## YOUR OBJECTIVE
Recast the lines below as a Markdown table with the columns "Row" and "Line," numbering each row and skipping blank lines. Leave the pictures out.

## MATERIAL
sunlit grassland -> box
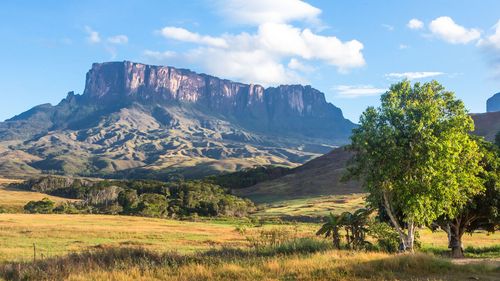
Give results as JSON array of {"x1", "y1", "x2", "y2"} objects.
[
  {"x1": 45, "y1": 250, "x2": 500, "y2": 281},
  {"x1": 255, "y1": 193, "x2": 366, "y2": 217},
  {"x1": 0, "y1": 214, "x2": 500, "y2": 261}
]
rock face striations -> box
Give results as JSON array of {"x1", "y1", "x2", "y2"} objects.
[
  {"x1": 486, "y1": 93, "x2": 500, "y2": 112},
  {"x1": 0, "y1": 61, "x2": 355, "y2": 175}
]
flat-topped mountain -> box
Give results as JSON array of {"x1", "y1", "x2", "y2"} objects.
[
  {"x1": 486, "y1": 93, "x2": 500, "y2": 112},
  {"x1": 0, "y1": 61, "x2": 355, "y2": 175}
]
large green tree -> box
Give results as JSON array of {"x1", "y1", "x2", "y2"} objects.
[
  {"x1": 433, "y1": 137, "x2": 500, "y2": 258},
  {"x1": 349, "y1": 81, "x2": 482, "y2": 251}
]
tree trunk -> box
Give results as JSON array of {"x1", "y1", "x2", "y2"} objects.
[
  {"x1": 405, "y1": 220, "x2": 415, "y2": 253},
  {"x1": 448, "y1": 220, "x2": 465, "y2": 259},
  {"x1": 382, "y1": 191, "x2": 415, "y2": 252},
  {"x1": 332, "y1": 227, "x2": 340, "y2": 249}
]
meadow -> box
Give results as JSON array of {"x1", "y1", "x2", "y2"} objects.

## SOLVED PROBLEM
| Row | Line |
|---|---|
| 1 | sunlit grassland -> box |
| 2 | Give results as JSON array of {"x1", "y1", "x2", "y2"} objects. |
| 3 | [ |
| 4 |   {"x1": 45, "y1": 250, "x2": 500, "y2": 281}, |
| 5 |   {"x1": 255, "y1": 193, "x2": 366, "y2": 217}, |
| 6 |   {"x1": 0, "y1": 214, "x2": 500, "y2": 261} |
| 7 | ] |
| 8 | rock face striations -> box |
| 9 | Give results as JSON array of {"x1", "y1", "x2", "y2"} objects. |
| 10 | [ |
| 11 |   {"x1": 486, "y1": 93, "x2": 500, "y2": 112}, |
| 12 |   {"x1": 0, "y1": 61, "x2": 355, "y2": 175} |
| 13 | ] |
| 14 | flat-topped mountain -> box |
| 15 | Give results as JSON array of {"x1", "y1", "x2", "y2"} objects. |
| 16 | [ |
| 17 |   {"x1": 486, "y1": 93, "x2": 500, "y2": 112}, |
| 18 |   {"x1": 0, "y1": 61, "x2": 355, "y2": 175} |
| 19 | ] |
| 20 | large green tree -> box |
| 21 | Give results as JSON array of {"x1", "y1", "x2", "y2"} objects. |
| 22 | [ |
| 23 |   {"x1": 433, "y1": 137, "x2": 500, "y2": 258}, |
| 24 |   {"x1": 349, "y1": 81, "x2": 482, "y2": 251} |
| 25 | ] |
| 26 | tree trunk -> box |
| 27 | Give results as JSON array of {"x1", "y1", "x2", "y2"} objects. |
| 28 | [ |
| 29 |   {"x1": 405, "y1": 220, "x2": 415, "y2": 253}, |
| 30 |   {"x1": 448, "y1": 220, "x2": 465, "y2": 259}, |
| 31 |   {"x1": 382, "y1": 191, "x2": 415, "y2": 252}, |
| 32 |   {"x1": 332, "y1": 227, "x2": 340, "y2": 249} |
| 33 | ] |
| 34 | meadow -> box |
| 35 | Give results as JSON array of {"x1", "y1", "x2", "y2"} objects. |